Task brief:
Write the line that includes "The client would like bounding boxes around the wooden" and all subsequent lines, exactly as written, and nothing more.

** START Records shown **

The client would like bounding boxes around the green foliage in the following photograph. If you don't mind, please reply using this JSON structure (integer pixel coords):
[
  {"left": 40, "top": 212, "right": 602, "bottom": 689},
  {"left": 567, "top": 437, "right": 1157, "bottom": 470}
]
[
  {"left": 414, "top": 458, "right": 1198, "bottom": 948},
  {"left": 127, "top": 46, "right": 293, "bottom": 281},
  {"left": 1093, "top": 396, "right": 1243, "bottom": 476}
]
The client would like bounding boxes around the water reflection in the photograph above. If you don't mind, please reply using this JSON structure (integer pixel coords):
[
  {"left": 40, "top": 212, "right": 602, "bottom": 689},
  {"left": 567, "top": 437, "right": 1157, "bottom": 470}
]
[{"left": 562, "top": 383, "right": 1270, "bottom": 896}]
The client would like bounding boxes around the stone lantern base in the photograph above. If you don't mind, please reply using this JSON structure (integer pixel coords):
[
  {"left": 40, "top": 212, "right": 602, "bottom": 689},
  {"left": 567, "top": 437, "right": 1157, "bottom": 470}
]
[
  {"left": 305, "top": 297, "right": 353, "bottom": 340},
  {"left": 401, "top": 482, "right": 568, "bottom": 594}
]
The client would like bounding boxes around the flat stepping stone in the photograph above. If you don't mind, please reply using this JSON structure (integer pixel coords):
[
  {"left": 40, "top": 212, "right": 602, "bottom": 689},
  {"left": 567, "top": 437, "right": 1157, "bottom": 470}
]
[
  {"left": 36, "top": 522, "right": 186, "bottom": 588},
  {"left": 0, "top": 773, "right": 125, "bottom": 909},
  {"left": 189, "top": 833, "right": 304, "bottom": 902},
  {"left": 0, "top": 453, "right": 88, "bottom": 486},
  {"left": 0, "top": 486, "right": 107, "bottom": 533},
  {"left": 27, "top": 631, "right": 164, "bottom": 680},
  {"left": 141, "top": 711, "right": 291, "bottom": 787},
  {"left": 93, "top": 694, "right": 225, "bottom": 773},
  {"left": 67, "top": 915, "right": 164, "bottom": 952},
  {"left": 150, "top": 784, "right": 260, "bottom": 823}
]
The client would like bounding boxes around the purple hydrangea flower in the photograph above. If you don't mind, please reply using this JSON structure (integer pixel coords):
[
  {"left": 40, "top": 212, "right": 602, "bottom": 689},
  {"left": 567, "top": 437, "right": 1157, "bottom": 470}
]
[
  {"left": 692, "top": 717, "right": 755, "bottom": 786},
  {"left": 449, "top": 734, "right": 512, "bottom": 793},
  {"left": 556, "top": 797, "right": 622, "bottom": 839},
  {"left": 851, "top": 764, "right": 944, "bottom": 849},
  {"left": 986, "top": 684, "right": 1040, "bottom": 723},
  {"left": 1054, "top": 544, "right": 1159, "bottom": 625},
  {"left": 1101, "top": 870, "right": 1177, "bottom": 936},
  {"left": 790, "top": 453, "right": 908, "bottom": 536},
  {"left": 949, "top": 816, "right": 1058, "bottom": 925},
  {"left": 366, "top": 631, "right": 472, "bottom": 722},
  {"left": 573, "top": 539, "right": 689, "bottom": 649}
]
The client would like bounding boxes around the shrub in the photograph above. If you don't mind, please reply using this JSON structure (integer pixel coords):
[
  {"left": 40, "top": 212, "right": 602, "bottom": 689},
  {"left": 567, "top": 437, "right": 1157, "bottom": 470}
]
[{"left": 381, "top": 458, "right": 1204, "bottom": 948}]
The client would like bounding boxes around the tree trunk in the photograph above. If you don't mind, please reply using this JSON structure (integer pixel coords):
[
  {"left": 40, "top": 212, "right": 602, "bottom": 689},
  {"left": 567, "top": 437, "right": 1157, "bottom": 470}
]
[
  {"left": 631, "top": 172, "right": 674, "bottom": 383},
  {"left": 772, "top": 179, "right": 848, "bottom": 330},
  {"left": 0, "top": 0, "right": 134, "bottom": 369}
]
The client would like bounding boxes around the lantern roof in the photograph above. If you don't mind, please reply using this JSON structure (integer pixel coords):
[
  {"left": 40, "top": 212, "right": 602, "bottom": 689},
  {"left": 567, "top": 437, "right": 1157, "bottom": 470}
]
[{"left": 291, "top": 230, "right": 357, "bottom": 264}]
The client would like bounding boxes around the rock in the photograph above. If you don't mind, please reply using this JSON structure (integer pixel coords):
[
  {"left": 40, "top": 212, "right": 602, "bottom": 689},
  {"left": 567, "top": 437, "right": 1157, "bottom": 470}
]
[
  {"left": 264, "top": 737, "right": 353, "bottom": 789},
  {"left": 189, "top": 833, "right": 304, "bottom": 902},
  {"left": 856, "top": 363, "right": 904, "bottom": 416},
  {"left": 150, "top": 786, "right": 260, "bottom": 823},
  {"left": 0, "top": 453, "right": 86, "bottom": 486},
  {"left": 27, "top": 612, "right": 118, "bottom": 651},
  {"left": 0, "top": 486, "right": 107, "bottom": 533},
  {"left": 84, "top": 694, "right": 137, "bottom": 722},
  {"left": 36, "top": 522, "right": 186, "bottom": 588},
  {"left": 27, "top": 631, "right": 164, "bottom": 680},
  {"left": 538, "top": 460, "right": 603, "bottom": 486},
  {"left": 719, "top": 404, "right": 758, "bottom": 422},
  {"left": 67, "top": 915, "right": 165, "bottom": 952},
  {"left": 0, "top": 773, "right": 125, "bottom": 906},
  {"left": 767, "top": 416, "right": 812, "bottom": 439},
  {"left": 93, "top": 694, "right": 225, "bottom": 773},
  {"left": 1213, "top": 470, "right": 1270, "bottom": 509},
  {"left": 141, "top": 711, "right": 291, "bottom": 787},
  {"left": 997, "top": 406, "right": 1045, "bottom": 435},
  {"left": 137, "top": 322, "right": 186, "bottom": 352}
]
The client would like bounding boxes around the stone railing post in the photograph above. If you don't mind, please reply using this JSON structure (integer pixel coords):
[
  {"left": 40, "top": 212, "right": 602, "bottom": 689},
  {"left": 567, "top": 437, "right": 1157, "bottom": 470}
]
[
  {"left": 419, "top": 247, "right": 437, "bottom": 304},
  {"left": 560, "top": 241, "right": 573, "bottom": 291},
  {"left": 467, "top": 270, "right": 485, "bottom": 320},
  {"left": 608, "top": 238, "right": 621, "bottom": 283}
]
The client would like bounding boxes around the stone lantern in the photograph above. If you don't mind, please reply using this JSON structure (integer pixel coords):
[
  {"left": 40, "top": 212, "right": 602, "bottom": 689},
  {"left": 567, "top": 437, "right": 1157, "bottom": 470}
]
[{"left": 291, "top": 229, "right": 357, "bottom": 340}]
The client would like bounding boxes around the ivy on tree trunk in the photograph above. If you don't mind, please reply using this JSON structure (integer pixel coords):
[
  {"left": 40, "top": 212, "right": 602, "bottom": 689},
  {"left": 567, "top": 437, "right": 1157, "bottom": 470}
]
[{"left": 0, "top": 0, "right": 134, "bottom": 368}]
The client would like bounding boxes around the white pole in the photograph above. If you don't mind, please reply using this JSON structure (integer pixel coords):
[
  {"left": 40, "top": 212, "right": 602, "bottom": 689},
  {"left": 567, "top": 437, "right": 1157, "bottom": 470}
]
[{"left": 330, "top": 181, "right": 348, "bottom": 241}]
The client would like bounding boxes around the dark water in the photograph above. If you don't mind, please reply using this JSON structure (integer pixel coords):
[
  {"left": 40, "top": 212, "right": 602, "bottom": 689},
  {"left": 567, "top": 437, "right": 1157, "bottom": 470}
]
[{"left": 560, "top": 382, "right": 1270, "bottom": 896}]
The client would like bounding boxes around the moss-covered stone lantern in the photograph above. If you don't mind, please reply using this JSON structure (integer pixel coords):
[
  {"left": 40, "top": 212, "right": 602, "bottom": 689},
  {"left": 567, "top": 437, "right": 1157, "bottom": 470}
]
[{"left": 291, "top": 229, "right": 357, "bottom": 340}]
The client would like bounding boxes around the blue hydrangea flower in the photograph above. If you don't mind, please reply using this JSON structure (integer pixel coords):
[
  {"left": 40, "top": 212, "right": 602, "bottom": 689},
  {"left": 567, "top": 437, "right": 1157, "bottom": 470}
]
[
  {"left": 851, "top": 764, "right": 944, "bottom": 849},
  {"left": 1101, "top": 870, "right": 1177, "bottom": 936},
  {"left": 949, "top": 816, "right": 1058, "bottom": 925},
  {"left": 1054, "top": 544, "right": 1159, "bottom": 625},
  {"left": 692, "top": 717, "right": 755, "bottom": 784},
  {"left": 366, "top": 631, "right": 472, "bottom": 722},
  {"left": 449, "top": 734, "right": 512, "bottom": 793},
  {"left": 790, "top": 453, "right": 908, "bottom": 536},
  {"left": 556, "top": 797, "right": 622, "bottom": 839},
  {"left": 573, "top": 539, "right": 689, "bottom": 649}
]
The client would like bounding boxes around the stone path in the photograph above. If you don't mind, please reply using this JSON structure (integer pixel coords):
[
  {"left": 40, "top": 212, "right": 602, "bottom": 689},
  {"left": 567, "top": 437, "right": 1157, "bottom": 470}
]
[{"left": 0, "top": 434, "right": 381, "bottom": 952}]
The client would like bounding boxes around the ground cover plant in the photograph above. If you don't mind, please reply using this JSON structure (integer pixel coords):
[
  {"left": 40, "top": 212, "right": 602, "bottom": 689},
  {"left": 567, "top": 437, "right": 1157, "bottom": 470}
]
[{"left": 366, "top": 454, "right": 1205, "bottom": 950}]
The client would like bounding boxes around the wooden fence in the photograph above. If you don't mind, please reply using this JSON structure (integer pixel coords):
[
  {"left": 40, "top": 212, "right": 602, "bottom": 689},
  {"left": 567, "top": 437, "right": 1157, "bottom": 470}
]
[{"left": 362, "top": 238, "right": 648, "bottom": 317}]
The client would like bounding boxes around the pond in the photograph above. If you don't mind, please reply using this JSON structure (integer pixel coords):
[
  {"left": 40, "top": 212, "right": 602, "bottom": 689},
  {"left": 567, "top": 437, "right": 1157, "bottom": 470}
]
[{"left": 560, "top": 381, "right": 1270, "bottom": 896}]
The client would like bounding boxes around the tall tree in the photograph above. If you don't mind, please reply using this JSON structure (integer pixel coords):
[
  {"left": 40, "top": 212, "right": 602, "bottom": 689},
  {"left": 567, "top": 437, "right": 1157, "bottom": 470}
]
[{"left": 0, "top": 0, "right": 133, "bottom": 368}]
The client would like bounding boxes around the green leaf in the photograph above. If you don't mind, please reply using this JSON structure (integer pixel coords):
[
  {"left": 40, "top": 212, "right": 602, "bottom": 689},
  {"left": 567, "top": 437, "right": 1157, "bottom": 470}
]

** END Records shown **

Output for this task:
The client would like bounding boxes around the wooden fence in the photograph above. If you don't mind, please reply using this JSON structure (integer pixel coords):
[
  {"left": 40, "top": 212, "right": 602, "bottom": 689},
  {"left": 567, "top": 437, "right": 1157, "bottom": 470}
]
[{"left": 362, "top": 238, "right": 648, "bottom": 317}]
The client would like bounding boxes around the pond in the photograph above. If you don't mind, please reply using this JSON structure (integer pixel coords):
[
  {"left": 40, "top": 212, "right": 602, "bottom": 689},
  {"left": 567, "top": 437, "right": 1157, "bottom": 470}
]
[{"left": 560, "top": 381, "right": 1270, "bottom": 896}]
The client would like bounding boxes around the tall tree in the photograph above. If you don't mind, please reply using this JSON structure (integer pixel coords):
[
  {"left": 40, "top": 212, "right": 602, "bottom": 689},
  {"left": 567, "top": 437, "right": 1157, "bottom": 470}
]
[{"left": 0, "top": 0, "right": 133, "bottom": 368}]
The client would like bounding boxes around the green leaf in the photograph above. If you don't mind, please reply using this JSON structure (integer pixel coords):
[
  {"left": 40, "top": 212, "right": 602, "bottom": 689},
  {"left": 567, "top": 437, "right": 1157, "bottom": 470}
]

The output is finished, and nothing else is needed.